Collected data
=== Section Start ===

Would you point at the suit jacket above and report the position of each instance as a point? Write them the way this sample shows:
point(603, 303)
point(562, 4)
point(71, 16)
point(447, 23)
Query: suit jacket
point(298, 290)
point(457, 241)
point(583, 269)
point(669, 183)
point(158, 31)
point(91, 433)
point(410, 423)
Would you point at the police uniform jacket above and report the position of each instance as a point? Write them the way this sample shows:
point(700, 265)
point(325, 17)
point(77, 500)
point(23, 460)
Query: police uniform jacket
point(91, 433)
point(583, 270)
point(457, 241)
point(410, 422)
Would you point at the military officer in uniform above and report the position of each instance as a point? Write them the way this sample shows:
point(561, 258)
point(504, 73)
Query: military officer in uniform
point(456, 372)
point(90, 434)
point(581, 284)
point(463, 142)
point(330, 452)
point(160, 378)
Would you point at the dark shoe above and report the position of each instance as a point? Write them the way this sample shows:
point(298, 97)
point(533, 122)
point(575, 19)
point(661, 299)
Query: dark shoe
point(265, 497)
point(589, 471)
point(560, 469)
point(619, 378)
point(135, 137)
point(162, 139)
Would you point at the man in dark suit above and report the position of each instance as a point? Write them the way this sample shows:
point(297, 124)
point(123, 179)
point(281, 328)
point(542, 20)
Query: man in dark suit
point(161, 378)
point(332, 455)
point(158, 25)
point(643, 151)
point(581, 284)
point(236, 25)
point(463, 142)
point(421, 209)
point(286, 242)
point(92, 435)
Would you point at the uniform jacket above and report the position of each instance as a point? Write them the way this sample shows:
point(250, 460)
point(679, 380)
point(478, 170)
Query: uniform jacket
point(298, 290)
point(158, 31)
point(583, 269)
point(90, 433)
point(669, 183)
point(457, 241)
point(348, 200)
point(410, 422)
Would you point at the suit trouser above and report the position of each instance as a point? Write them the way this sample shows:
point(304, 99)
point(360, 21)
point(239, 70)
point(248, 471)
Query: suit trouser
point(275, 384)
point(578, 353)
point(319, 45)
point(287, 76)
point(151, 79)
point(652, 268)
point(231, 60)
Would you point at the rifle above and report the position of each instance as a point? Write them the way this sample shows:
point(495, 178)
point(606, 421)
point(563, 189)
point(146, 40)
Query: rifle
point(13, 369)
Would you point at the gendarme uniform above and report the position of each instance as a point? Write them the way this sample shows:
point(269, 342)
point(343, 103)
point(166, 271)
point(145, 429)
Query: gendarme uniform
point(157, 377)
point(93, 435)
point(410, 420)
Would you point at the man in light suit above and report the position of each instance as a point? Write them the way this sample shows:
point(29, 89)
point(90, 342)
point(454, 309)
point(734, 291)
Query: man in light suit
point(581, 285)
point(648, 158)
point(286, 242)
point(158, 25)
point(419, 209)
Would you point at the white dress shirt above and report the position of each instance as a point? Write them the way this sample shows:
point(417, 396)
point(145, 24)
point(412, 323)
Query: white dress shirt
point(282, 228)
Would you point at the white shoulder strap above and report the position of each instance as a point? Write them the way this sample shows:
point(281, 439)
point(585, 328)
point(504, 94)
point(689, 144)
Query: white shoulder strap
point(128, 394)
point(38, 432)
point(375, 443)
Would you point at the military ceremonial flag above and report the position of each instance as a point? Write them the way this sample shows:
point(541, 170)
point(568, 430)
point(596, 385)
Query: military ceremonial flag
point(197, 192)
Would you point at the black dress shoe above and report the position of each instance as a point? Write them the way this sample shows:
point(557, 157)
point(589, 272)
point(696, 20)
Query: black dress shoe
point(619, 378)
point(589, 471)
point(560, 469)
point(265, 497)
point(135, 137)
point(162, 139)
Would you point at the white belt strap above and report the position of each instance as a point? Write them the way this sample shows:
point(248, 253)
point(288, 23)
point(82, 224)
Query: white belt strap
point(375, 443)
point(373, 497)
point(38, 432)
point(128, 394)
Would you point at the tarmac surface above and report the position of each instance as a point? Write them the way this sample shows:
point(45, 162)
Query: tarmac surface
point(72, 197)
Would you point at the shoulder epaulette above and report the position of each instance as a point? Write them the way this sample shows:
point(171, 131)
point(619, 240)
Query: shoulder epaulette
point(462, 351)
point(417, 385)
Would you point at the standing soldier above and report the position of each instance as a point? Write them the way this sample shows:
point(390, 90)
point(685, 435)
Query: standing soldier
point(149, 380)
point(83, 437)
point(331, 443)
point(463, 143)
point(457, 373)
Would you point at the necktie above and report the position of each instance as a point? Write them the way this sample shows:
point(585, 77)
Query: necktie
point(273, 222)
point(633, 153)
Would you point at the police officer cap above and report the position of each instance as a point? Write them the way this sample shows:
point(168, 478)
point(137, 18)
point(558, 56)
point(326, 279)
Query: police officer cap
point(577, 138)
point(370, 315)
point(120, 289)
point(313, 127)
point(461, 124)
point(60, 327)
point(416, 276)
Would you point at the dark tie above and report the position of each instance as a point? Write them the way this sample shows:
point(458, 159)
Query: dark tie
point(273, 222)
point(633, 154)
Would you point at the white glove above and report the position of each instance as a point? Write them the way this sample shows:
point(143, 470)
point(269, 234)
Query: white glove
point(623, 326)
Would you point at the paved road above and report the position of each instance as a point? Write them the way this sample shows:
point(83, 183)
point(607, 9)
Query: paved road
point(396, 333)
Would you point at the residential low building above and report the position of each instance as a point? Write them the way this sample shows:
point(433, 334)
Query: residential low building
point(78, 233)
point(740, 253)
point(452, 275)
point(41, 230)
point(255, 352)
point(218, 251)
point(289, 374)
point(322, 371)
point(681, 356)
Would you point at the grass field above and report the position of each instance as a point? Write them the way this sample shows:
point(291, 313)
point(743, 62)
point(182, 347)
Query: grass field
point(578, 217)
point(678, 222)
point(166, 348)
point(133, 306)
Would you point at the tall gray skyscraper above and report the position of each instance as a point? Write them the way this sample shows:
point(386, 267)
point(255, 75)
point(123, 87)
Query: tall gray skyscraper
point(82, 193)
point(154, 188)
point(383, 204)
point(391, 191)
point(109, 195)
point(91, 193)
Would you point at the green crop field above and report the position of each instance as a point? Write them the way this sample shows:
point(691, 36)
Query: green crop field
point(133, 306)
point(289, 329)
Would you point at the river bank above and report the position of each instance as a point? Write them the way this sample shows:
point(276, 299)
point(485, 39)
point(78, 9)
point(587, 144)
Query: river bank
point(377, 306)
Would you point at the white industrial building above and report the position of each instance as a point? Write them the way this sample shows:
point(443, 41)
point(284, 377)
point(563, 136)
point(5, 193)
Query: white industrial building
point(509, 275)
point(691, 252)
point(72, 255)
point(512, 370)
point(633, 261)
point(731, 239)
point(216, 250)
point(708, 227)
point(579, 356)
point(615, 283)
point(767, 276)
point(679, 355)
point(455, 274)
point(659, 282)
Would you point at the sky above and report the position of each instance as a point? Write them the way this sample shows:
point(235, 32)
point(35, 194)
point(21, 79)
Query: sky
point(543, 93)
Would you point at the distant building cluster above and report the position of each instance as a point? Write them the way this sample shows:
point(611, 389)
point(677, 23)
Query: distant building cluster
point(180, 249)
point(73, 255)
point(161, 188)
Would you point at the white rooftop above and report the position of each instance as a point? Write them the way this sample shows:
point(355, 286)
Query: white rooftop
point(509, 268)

=== Section End ===
=== Section Start ===

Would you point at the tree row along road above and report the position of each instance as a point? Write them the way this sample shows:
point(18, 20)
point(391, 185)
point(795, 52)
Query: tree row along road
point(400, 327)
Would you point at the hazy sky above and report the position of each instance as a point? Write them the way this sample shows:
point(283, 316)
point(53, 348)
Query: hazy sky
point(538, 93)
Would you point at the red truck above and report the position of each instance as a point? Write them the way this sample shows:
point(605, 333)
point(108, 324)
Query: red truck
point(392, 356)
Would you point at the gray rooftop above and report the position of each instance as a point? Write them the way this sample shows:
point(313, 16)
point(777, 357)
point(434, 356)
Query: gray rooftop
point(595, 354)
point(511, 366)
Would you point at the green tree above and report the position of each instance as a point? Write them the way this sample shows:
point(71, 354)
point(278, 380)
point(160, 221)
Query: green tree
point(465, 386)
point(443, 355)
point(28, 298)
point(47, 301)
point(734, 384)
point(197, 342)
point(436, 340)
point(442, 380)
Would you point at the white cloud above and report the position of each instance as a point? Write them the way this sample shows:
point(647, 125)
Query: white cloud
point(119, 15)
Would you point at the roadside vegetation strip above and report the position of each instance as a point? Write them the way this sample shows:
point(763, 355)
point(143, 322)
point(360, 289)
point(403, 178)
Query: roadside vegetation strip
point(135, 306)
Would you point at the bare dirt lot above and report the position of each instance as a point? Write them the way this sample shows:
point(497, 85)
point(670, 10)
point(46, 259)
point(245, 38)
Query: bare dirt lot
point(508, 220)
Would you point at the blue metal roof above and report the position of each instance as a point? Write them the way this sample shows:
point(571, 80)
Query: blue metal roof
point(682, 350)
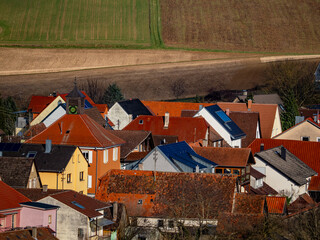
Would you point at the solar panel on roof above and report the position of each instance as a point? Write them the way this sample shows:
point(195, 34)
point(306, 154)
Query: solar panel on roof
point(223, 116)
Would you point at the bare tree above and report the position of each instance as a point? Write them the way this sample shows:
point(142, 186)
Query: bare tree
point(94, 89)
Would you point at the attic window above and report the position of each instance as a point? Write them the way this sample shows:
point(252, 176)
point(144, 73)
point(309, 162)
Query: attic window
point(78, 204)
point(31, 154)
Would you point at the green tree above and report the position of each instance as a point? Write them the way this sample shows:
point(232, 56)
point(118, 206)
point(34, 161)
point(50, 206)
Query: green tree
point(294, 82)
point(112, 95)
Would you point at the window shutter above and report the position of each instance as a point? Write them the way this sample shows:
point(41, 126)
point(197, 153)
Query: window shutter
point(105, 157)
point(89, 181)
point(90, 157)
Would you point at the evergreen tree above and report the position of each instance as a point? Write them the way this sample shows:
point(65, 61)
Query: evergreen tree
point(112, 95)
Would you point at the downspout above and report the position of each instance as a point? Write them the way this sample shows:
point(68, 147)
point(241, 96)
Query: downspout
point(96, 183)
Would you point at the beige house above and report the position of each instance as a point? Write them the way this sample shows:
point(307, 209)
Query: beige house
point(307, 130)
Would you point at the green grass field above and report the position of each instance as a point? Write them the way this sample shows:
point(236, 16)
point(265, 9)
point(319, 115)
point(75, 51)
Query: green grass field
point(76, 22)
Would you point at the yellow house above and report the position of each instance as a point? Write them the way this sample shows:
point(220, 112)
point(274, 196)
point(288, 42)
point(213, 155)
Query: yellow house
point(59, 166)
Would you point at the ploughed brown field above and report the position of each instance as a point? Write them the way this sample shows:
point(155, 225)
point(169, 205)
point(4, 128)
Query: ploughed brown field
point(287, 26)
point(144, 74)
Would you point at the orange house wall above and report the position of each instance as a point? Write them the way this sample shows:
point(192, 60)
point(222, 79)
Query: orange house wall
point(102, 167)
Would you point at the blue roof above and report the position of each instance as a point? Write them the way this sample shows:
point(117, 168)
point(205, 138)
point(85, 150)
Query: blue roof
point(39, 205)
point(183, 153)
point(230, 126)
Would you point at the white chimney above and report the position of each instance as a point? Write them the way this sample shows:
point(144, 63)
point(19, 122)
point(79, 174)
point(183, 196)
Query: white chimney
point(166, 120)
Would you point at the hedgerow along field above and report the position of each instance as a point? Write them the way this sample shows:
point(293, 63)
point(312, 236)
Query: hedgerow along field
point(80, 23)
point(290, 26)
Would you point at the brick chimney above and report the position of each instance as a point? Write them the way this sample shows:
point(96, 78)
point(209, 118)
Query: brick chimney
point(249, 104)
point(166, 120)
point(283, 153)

=== Section End ===

▶ [Exercise aim]
Copy the lines of the data above exactly as written, beginning with the line containing "point(458, 159)" and ending with the line containing "point(607, 9)", and leave out all other lines.

▶ [Written response]
point(458, 159)
Query: dark tie
point(273, 222)
point(633, 154)
Would you point at the white glove above and report the position of each instance as a point? Write them the way this sample shows:
point(143, 470)
point(269, 234)
Query: white glove
point(623, 326)
Would you point at the paved road above and report the position of each instance as a point? Write them the way this sample shows:
point(83, 183)
point(607, 9)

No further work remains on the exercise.